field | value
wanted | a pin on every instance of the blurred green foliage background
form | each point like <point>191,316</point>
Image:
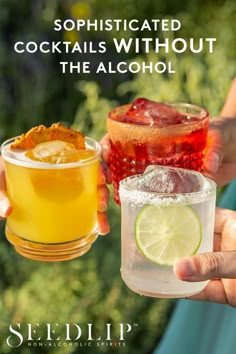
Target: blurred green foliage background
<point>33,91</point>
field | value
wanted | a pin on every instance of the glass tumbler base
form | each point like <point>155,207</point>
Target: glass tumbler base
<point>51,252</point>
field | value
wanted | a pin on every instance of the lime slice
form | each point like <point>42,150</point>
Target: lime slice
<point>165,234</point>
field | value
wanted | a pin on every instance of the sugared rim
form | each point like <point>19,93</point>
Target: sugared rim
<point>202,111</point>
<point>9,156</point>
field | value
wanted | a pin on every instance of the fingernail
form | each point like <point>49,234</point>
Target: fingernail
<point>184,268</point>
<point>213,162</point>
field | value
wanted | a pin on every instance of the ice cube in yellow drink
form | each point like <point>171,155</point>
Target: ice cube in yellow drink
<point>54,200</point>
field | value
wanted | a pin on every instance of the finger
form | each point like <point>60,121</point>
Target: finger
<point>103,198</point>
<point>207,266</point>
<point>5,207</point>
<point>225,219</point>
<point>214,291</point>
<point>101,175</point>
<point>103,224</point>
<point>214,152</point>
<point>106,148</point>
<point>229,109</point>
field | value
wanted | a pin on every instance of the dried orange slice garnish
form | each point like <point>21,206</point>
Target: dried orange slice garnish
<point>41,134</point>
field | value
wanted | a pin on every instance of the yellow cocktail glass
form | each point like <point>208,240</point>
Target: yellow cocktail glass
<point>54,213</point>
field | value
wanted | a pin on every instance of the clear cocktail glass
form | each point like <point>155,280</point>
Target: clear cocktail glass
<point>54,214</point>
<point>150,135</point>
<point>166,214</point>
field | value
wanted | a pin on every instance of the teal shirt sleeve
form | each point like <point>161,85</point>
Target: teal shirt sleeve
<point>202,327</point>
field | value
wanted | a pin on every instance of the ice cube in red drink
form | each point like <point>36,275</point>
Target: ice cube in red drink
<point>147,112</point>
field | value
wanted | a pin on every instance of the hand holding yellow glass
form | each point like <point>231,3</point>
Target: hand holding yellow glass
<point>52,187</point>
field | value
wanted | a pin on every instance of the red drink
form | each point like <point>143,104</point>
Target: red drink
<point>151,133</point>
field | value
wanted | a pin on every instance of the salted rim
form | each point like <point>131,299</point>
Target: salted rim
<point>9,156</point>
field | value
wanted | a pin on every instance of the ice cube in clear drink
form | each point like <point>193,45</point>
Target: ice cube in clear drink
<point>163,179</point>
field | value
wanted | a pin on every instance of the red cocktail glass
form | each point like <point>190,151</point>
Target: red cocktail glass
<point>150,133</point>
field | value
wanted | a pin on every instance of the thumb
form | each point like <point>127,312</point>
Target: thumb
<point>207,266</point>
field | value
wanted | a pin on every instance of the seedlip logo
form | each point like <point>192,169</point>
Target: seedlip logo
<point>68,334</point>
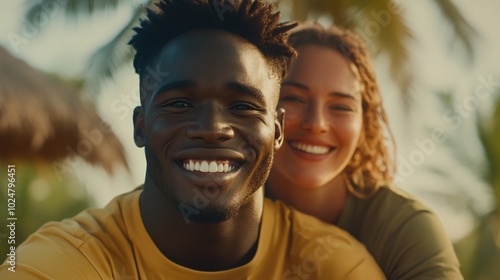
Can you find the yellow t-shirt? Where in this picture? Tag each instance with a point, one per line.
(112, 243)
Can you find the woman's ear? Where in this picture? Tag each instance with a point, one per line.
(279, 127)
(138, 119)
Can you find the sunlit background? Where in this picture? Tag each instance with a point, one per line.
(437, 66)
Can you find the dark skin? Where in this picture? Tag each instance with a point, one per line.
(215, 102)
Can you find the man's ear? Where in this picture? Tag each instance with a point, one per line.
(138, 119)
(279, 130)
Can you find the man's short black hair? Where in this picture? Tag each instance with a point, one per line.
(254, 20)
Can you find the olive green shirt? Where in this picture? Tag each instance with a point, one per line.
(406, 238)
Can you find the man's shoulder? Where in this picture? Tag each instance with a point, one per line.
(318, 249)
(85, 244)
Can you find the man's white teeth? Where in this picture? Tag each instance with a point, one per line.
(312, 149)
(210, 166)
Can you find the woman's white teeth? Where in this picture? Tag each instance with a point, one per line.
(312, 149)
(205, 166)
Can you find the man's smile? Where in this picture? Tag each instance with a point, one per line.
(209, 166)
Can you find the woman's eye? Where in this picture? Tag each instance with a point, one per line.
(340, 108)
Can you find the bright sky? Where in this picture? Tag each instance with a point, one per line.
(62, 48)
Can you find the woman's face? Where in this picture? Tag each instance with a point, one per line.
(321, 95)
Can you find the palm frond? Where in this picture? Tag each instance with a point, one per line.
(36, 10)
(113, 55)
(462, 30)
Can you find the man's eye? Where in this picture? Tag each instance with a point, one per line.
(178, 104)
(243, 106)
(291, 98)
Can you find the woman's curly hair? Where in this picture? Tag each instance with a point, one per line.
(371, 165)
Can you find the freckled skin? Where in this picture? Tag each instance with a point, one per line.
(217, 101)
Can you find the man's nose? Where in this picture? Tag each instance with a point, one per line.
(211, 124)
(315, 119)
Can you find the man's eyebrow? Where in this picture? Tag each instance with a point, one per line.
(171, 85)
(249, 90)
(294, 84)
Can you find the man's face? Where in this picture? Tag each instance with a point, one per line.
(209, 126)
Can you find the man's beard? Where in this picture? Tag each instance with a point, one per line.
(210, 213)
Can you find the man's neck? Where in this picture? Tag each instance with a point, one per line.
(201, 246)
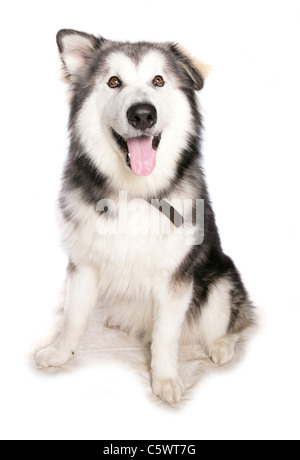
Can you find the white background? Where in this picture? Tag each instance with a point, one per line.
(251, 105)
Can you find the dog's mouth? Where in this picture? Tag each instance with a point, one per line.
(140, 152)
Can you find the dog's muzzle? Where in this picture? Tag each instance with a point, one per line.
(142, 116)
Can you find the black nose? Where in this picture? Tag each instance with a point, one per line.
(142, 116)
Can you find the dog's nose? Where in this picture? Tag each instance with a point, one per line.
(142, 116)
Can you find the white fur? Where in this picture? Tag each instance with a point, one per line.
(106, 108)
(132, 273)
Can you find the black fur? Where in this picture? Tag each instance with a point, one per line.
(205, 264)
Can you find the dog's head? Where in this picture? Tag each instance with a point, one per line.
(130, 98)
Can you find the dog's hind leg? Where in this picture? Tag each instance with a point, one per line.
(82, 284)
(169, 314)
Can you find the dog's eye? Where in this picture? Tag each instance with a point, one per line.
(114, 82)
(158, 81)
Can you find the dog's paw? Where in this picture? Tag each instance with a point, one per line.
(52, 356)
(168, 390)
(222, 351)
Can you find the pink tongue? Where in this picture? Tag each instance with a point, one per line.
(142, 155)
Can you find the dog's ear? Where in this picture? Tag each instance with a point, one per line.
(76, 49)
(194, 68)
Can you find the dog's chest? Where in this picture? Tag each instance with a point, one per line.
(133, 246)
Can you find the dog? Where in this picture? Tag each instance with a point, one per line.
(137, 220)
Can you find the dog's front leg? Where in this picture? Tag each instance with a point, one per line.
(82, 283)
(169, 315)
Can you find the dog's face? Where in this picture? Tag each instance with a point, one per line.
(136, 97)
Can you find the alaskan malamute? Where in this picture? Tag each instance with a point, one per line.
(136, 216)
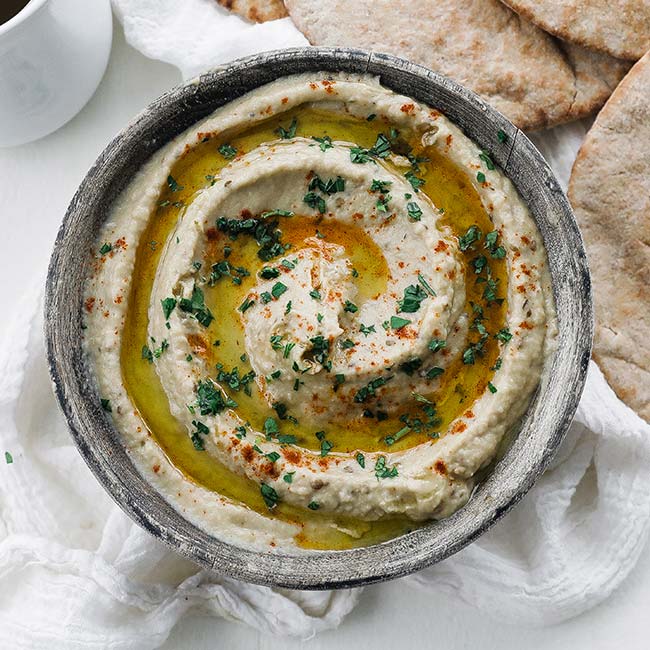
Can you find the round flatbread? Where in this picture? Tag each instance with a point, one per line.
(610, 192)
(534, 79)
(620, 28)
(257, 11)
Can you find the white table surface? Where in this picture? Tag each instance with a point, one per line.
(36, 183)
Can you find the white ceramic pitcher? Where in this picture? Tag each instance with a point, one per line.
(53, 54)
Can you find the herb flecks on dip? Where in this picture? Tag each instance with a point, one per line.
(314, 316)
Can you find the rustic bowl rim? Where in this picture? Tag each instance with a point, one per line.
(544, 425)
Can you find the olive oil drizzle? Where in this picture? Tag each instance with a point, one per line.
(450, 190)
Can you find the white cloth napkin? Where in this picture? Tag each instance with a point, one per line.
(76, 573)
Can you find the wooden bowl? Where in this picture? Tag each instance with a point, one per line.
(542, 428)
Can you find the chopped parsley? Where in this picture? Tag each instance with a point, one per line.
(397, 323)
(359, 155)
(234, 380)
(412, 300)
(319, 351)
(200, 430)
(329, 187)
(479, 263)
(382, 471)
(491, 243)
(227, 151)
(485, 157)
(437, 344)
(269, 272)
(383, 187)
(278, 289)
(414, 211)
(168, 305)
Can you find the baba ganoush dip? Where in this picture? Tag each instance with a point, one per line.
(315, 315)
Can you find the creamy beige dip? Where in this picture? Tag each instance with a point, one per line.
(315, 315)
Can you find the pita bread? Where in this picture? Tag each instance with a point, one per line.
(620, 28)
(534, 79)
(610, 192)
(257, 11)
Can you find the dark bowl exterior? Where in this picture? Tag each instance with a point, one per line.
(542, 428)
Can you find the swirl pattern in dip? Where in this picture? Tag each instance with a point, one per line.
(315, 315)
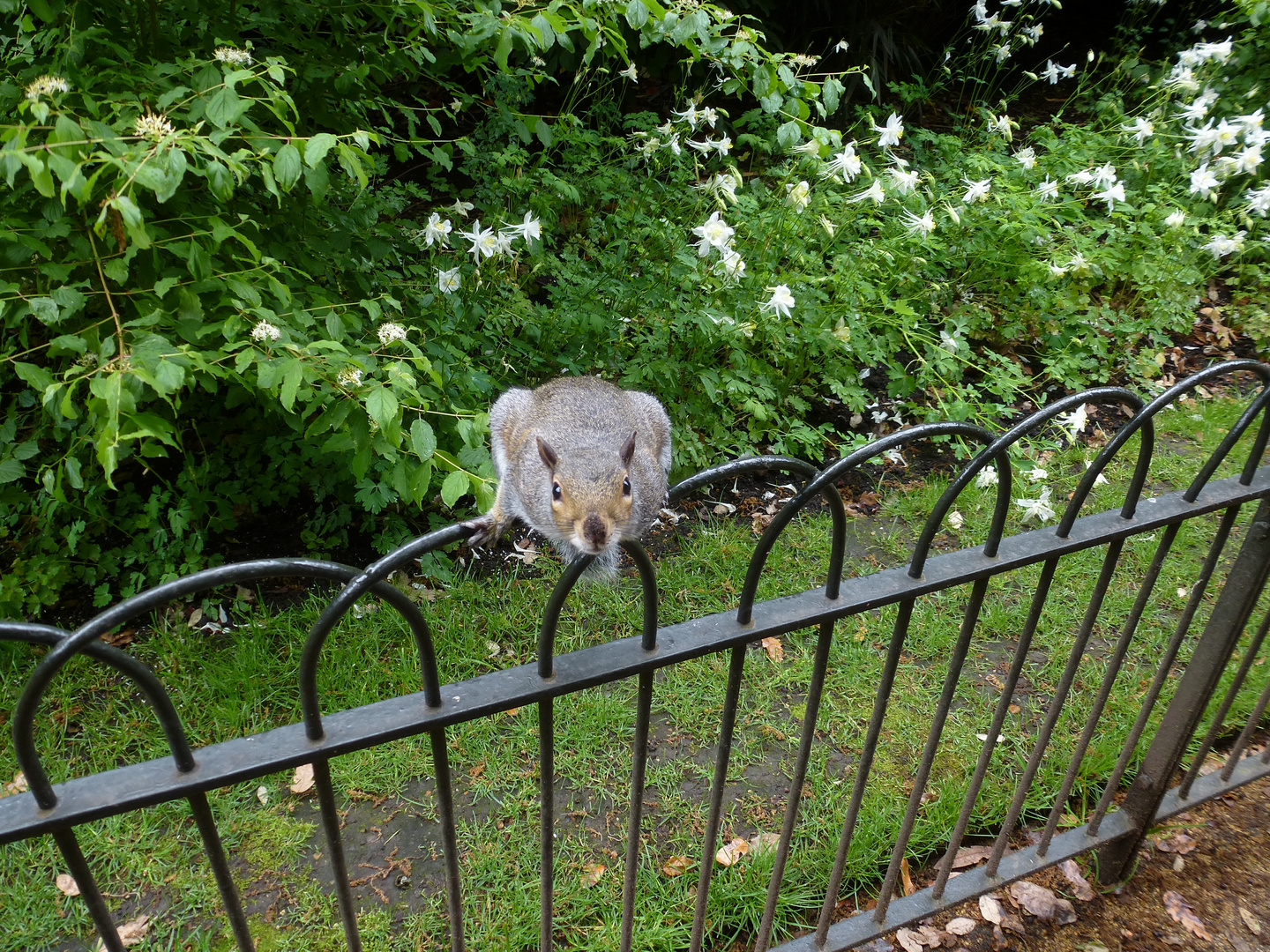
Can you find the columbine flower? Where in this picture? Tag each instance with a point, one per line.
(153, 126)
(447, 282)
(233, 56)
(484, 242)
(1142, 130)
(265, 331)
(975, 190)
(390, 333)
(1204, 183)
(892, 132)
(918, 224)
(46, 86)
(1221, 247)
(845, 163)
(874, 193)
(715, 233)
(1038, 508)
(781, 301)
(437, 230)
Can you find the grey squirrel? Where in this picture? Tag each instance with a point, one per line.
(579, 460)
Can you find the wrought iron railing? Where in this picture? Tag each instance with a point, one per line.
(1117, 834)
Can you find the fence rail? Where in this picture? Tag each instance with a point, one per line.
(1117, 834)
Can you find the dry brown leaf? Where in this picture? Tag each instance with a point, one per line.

▶ Task instructions
Please quote the items above word for word, from the very first line through the line that contains "<point>51,252</point>". Leave the pictures out of your answer.

▶ The reply
field | value
wanted | a pin on every instance of the blurred green foliage background
form | each point like <point>191,316</point>
Image:
Target: blurred green foliage background
<point>33,91</point>
field | value
wanted | a pin on every instance of the glass tumbler base
form | each point like <point>155,207</point>
Target: glass tumbler base
<point>51,252</point>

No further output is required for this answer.